EXERCISE AIM » Please change "Locate it precisely" to "Pinpoint it" in every one of the items below, keeping everything else the same. Leave the pictures out of your copy.

══ DATA EXCERPTS ══

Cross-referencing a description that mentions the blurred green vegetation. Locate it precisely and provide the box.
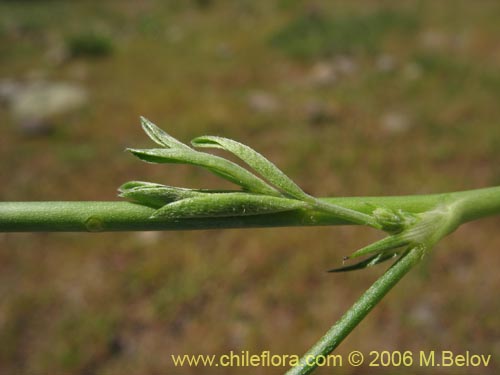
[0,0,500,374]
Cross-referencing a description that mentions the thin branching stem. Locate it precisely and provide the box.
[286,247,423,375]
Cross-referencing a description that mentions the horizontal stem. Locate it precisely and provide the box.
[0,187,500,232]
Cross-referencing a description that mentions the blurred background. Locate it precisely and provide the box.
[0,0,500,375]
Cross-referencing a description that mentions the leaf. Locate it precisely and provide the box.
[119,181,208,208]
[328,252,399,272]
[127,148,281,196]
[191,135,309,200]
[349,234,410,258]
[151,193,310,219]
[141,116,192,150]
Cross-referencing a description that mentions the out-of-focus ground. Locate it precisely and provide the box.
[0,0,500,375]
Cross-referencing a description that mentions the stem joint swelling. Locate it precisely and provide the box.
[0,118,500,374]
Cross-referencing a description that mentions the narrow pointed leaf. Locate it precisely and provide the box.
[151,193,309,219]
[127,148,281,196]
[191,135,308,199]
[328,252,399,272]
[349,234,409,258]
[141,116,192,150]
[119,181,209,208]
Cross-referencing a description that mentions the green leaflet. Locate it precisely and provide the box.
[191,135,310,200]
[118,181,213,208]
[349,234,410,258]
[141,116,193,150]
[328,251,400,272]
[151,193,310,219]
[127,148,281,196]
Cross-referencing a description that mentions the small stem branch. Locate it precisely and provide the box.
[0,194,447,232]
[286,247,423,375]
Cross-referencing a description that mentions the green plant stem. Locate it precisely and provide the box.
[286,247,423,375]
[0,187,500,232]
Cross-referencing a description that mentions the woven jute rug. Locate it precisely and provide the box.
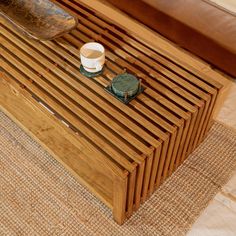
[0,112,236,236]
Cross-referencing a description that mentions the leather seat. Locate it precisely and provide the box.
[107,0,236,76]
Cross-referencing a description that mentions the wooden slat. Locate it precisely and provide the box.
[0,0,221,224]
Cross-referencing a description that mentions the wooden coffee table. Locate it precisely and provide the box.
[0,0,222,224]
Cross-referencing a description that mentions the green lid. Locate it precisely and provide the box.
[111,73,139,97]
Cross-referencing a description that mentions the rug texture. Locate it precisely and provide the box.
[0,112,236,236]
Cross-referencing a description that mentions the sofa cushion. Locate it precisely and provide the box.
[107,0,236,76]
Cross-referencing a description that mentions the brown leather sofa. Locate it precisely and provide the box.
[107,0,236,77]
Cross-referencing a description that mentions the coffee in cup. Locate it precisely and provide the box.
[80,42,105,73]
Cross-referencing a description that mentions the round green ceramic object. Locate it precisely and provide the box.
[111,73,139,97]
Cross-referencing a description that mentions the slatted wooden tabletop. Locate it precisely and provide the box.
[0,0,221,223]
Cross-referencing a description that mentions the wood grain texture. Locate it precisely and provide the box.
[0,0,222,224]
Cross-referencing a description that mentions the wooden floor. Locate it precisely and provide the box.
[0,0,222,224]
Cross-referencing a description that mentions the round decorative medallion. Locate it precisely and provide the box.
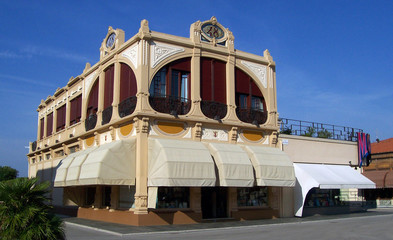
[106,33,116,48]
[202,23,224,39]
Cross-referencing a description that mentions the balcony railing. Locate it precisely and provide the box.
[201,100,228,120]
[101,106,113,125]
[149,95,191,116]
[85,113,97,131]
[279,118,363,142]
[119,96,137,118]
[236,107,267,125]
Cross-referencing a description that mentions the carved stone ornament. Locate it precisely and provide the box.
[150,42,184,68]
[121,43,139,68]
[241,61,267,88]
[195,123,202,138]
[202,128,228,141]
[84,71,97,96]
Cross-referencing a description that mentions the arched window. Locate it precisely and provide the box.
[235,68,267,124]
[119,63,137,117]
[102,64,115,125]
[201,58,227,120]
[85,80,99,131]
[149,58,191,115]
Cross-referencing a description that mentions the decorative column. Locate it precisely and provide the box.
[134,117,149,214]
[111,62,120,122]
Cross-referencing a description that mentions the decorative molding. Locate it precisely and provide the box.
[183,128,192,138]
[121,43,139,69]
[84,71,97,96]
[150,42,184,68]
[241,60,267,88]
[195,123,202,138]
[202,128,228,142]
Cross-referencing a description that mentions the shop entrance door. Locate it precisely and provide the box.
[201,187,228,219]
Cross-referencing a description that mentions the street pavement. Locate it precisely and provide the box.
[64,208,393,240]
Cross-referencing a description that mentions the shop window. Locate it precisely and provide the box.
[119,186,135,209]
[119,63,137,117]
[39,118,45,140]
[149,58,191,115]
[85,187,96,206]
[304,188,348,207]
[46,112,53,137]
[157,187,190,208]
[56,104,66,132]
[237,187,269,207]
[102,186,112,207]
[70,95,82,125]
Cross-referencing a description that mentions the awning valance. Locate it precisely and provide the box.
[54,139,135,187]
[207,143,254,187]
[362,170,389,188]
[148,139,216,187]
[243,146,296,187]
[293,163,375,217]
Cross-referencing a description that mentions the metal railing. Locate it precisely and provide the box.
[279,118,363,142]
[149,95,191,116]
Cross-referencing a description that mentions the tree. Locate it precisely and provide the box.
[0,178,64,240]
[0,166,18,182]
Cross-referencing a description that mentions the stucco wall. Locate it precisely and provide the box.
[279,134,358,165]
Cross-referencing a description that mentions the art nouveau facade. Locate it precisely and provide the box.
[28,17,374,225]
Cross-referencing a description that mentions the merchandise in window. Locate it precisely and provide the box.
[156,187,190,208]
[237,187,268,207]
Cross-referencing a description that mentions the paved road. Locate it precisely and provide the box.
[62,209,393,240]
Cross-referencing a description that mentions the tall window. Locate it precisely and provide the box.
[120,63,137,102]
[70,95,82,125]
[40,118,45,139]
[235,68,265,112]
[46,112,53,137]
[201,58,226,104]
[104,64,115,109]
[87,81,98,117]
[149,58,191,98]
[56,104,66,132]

═══

PROBLEM SOLUTION »
Cross-referencing a description that mentions the blurred green vegetation. Pinpoint it and provide the box.
[0,0,500,374]
Cross-referencing a description that mentions the thin branching stem. Pinpoint it and provide the box.
[286,247,423,375]
Cross-referencing a description that mentions the horizontal stem. Pinpoint it and provide the box.
[0,187,500,232]
Cross-referencing a description that mentions the blurred background. Pinpoint it and provide the box.
[0,0,500,375]
Cross-referencing a description that mentions the leaf. Pinpoint it and provide the box.
[119,181,208,208]
[328,252,399,272]
[127,148,281,196]
[191,135,309,200]
[349,234,410,258]
[151,193,310,219]
[141,116,192,150]
Cross-referencing a description that mentions the out-of-focus ground. Pinpoint it and provide the box.
[0,0,500,375]
Cross-referencing a description that mentions the stem joint swelling. Pinpoint it and provide the box.
[0,118,500,374]
Cross-referencing a description that mentions the narrow pointed leaf. Pinpoint it and provide the box.
[151,193,309,219]
[127,148,281,196]
[191,135,308,199]
[328,252,399,272]
[349,234,409,258]
[141,116,192,150]
[119,181,209,208]
Cross-referencing a description that mentions the green leaflet. Pinpoint it and provide the box.
[191,135,310,200]
[118,181,213,208]
[349,234,410,258]
[141,116,193,150]
[328,251,400,272]
[151,193,310,219]
[127,148,281,196]
Cross-referencing a description that mentions the small stem branch. Pinpoint it and provide the box.
[0,194,447,232]
[286,247,423,375]
Cross-referencing a description that mentions the green plant stem. Pinpoint it and provide the box.
[286,247,423,375]
[0,187,500,232]
Cross-referencing a description that mentions the woven jute rug. Pinpoint it and provide the box.
[0,112,236,236]
Cross-referencing a description that mentions the leather seat. Pinpoint it and provide the box.
[107,0,236,76]
Cross-referencing a description that mentions the wooden slat. Pinpoint it and provide the box.
[0,0,221,224]
Cross-referencing a description that mentions the wooden coffee table. Pinpoint it and provide the box.
[0,0,222,224]
Cross-referencing a description that mentions the green lid. Pinpoint it and provide the box.
[111,73,139,97]
Cross-referencing a description that mentions the rug texture. Pinpoint it and provide the box.
[0,112,236,236]
Cross-referencing a description that mentions the sofa cushion. Pinpoint it and provide the box.
[107,0,236,76]
Cross-referencing a description that mentions the brown leather sofa. Pinpoint it and provide the box.
[107,0,236,77]
Cross-referencing a description that mentions the coffee in cup. Pinpoint it and provide the box.
[80,42,105,73]
Cross-referencing a description that mentions the round green ceramic object. Pinpoint it and provide the box.
[111,73,139,97]
Cross-referencing a description that mentions the slatted wooden tabletop. Pinpoint it and provide the box.
[0,0,221,223]
Cross-referencing a description that mentions the wood grain texture. Pinpoint it and provide the box.
[0,0,222,224]
Cross-referencing a description that mentions the wooden floor. Pinpoint it and provide the box.
[0,0,222,224]
Cross-referencing a description that mentions the round decorative medallion. Pinpoint it and provide the box.
[106,33,116,48]
[202,23,224,39]
Cross-referencing a description that mentions the balcony railing. Pinpoint it and provide the box.
[201,100,228,120]
[101,106,113,125]
[149,95,191,116]
[85,113,97,131]
[279,118,363,142]
[119,96,137,118]
[236,107,267,125]
Cross-referencing a description that mentions the carved stone ornament. Pinpoint it and provide the box.
[150,42,184,68]
[121,43,139,68]
[241,61,267,88]
[195,123,202,138]
[202,128,228,141]
[84,71,97,96]
Cross-referencing a description that mentions the arched window. Pinpoint it and provide the box.
[235,68,267,124]
[119,63,137,117]
[102,64,115,125]
[201,58,227,120]
[85,80,99,131]
[149,58,191,115]
Cross-referencing a description that mentions the decorative column. Pinpoint it and provide the box.
[134,117,149,214]
[111,62,120,122]
Cross-referencing a description that mentions the decorative molding. Pinpoint it and provide the box.
[183,128,192,138]
[121,43,139,69]
[84,71,97,96]
[150,42,184,68]
[241,60,267,88]
[195,123,202,138]
[202,128,228,142]
Cross-referencing a description that mentions the shop entrance door. Pinpoint it and provide the box.
[201,187,228,219]
Cross-referencing a description that mentions the street pavement. Pinpoint it and provide the box.
[64,208,393,240]
Cross-referencing a description that mentions the shop window. Pinpoint it and provide the box.
[119,186,135,209]
[119,63,137,117]
[39,118,45,140]
[149,58,191,115]
[85,187,96,206]
[304,188,348,207]
[46,112,53,137]
[157,187,190,208]
[56,104,66,132]
[237,187,269,207]
[102,186,112,207]
[70,95,82,125]
Cross-referencing a description that mentions the awning valance. Pinpoint it and provide the box.
[54,139,135,187]
[207,143,254,187]
[362,170,389,188]
[148,139,216,187]
[243,146,296,187]
[293,163,375,217]
Cross-referencing a description that mentions the metal railing. Pinpoint it and provide the box.
[279,118,363,142]
[149,95,191,116]
Cross-referencing a description that mentions the tree. Pinpoint it and provide the box.
[0,178,64,240]
[0,166,18,182]
Cross-referencing a description that mentions the stucco wall. Pinpoint it and provide the box.
[279,134,358,165]
Cross-referencing a description that mentions the art nouveau facade. Pinpoint it and provide the box.
[28,17,374,225]
Cross-referencing a description that mentions the merchandise in window. Pinpoint it and provide the box.
[156,187,190,208]
[237,187,268,207]
Cross-referencing a description that mentions the paved road. Pinpoint it and provide the box.
[62,209,393,240]
Cross-referencing a description that mentions the tall window. Pinpoint it and provide the box.
[120,63,137,102]
[70,95,82,125]
[40,118,45,139]
[235,68,265,112]
[46,112,53,137]
[201,58,226,104]
[104,64,115,109]
[87,81,98,117]
[149,58,191,98]
[56,104,66,132]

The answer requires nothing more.